**Goal of the exercise**. Rewrite every line of the listing below, replacing "thickest part" with "widest part" and leaving everything else unchanged. Omit the pictures from your answer.

═══ Input

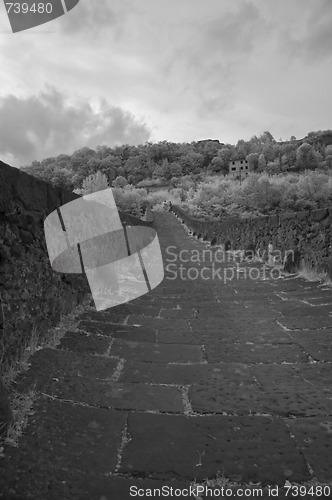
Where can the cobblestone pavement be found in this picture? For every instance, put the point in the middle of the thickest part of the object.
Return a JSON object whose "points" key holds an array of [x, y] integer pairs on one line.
{"points": [[213, 381]]}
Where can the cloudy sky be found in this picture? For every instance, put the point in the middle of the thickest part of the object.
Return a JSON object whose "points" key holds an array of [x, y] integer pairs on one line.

══════

**Finished answer**.
Where can the cobblestone pavement be found in this picture? For every instance, put the point in the middle of the widest part of the object.
Return a JSON object whose "points" key holds an array of [x, y] integer pairs on one line.
{"points": [[213, 381]]}
Where can the cloudy sky be found in this picture? For every instance, put the point in the middle of the widest part of the object.
Return a JSON object whose "points" key holds an array of [x, y] integer pairs on one line.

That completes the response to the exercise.